* Problem details
Count the lines in the rows below that contain the word "cloud". Give only the number.

* Given records
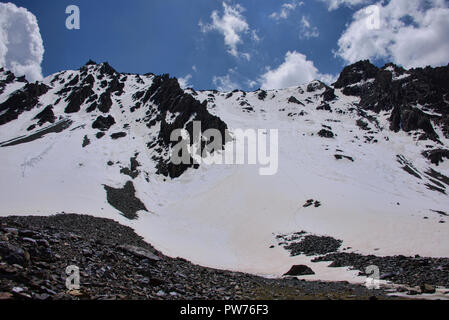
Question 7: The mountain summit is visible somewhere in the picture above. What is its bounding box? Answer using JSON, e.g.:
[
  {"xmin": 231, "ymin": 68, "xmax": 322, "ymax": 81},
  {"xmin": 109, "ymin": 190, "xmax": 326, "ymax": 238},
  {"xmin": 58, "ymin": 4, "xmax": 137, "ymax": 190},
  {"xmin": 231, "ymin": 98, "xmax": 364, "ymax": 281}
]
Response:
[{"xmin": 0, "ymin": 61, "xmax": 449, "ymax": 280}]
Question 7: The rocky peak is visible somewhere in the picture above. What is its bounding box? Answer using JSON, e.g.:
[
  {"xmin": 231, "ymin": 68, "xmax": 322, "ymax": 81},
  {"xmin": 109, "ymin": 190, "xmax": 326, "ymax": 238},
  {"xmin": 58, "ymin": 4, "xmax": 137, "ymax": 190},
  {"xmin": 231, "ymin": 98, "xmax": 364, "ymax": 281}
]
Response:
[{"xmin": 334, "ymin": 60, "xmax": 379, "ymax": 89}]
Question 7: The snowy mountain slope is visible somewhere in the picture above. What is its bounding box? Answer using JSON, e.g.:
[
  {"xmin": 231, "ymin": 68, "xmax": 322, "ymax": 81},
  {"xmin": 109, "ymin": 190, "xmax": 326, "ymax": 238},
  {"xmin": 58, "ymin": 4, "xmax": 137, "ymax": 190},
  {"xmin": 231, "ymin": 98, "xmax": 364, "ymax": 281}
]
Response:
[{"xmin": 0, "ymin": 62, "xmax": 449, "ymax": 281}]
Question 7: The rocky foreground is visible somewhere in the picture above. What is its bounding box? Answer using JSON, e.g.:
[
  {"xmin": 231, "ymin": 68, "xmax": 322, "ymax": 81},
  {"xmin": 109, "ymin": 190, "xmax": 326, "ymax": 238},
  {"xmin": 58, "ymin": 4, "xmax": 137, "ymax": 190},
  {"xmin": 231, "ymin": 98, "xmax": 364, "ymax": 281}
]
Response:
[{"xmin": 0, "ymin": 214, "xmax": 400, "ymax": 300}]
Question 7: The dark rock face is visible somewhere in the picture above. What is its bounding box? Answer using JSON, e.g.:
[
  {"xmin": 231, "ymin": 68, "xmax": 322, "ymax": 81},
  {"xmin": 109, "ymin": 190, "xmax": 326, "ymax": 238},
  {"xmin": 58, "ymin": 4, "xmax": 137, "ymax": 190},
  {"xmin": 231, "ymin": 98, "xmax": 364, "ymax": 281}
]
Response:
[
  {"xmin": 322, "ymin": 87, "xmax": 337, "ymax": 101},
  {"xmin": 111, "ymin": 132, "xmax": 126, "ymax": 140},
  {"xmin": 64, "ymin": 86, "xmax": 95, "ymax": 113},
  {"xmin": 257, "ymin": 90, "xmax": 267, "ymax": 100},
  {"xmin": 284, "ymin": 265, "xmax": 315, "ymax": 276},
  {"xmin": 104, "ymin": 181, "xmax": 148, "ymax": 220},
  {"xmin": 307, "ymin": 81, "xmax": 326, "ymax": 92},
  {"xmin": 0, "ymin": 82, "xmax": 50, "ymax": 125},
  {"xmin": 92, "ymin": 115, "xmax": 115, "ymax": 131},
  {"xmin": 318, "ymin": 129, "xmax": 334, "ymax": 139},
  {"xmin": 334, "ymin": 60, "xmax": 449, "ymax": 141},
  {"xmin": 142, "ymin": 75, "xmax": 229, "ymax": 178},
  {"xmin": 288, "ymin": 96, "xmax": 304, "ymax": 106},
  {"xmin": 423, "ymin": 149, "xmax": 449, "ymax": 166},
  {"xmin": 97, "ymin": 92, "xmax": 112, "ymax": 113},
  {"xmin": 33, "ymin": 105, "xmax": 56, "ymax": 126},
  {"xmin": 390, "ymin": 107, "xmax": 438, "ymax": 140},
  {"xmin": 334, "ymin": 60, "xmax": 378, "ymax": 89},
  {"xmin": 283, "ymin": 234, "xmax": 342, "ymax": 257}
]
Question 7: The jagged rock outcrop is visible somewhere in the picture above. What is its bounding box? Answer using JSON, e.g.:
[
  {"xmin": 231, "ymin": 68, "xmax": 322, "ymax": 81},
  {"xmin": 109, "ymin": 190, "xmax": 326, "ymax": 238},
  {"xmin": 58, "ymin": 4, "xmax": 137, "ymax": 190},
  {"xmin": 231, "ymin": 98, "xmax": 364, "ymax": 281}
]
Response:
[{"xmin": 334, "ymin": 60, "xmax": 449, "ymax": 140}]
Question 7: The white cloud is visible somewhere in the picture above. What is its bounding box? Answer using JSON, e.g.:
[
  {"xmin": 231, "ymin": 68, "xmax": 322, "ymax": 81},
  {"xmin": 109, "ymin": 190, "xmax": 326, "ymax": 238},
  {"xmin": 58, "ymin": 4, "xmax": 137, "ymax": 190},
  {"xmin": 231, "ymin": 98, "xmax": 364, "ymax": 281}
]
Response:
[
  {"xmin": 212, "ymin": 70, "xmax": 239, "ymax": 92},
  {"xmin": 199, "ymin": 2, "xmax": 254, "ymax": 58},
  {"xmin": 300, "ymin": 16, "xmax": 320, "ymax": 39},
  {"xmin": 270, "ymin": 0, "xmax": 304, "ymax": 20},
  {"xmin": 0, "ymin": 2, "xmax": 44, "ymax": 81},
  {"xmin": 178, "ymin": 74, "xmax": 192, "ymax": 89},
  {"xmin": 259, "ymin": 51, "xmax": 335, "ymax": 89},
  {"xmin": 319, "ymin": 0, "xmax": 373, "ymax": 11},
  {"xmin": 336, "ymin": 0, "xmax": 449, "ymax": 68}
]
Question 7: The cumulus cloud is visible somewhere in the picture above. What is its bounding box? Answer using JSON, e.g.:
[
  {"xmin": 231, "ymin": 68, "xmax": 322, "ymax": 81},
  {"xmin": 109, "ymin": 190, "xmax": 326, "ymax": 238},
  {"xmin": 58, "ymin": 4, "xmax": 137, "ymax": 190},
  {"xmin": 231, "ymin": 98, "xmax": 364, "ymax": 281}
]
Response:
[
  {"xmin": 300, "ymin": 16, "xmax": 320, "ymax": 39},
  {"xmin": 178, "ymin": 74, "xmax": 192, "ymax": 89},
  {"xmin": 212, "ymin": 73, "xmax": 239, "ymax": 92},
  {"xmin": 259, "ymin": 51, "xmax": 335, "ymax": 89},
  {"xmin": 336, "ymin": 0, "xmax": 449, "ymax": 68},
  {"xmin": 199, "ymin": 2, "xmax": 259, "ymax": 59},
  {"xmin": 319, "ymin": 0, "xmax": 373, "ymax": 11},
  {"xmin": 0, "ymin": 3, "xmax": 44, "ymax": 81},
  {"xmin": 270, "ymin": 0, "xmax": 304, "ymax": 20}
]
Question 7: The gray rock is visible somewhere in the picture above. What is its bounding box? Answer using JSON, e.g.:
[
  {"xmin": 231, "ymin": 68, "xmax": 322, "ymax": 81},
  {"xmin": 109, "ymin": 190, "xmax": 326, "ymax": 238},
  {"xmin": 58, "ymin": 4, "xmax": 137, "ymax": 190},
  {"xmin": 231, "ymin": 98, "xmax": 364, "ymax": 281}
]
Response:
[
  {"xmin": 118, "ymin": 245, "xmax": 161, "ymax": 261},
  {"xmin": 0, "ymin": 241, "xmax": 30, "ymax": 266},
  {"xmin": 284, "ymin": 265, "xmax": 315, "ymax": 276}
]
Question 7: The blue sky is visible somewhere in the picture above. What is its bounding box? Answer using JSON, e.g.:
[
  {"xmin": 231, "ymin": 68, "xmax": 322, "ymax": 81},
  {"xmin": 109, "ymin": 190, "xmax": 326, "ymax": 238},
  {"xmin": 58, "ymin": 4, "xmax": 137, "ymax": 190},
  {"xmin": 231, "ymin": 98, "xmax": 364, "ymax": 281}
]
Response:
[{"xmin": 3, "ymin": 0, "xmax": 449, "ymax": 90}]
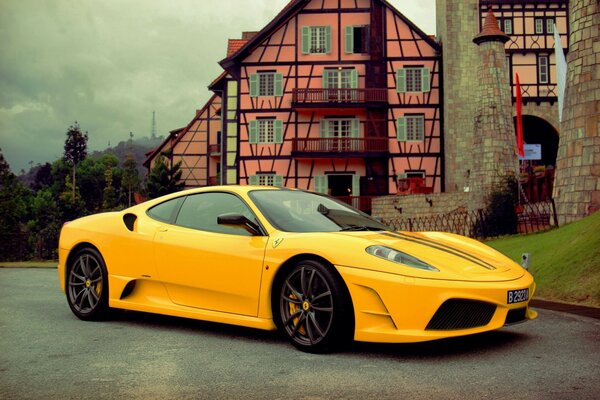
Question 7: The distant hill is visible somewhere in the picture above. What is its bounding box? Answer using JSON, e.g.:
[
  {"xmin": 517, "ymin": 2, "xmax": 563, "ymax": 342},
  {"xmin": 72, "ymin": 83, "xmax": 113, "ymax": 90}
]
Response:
...
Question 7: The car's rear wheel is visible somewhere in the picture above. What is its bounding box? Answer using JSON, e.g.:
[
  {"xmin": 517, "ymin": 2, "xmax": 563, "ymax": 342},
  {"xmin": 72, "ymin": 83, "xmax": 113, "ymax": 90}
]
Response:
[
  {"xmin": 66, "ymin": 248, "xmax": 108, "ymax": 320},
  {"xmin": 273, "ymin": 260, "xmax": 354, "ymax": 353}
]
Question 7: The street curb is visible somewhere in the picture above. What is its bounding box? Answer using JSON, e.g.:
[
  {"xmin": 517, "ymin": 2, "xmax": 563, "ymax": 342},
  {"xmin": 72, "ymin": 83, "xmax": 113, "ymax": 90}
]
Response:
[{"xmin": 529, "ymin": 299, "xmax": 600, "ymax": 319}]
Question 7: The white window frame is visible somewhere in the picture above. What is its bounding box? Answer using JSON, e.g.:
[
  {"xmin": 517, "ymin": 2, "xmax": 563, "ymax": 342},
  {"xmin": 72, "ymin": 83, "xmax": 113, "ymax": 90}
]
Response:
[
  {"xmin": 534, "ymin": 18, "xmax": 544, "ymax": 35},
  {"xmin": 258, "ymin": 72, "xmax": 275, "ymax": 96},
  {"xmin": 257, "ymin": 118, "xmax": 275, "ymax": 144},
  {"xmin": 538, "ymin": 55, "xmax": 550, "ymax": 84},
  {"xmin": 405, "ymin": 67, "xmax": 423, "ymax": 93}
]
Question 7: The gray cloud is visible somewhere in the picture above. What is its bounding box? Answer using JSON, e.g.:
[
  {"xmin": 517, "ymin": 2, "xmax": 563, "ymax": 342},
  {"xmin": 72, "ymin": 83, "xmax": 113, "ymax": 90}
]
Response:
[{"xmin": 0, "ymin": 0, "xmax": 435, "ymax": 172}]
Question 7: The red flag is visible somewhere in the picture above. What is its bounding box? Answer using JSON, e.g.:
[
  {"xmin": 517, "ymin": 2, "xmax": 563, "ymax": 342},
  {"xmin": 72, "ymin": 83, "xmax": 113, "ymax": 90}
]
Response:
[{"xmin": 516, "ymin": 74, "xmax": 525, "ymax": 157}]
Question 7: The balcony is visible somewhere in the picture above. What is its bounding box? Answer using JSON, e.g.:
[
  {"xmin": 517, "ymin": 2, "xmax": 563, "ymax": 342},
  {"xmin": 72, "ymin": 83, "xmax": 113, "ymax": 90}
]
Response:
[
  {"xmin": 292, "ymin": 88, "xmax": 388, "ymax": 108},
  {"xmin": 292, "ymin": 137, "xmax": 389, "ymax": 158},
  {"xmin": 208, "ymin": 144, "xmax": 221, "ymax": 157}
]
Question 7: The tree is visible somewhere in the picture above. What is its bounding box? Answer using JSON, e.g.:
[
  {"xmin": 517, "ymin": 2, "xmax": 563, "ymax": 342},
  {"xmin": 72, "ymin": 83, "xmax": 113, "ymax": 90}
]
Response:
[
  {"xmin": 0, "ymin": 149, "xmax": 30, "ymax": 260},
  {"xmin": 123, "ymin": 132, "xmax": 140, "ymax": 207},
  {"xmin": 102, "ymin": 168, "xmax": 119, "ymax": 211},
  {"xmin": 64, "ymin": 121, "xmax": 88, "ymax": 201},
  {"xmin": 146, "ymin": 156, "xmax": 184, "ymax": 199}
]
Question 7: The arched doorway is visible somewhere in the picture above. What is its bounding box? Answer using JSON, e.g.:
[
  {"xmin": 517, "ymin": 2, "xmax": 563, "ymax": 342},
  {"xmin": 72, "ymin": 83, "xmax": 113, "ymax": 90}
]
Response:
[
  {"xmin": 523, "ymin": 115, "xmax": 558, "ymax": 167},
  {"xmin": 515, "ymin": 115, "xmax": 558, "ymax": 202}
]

* Written answer
3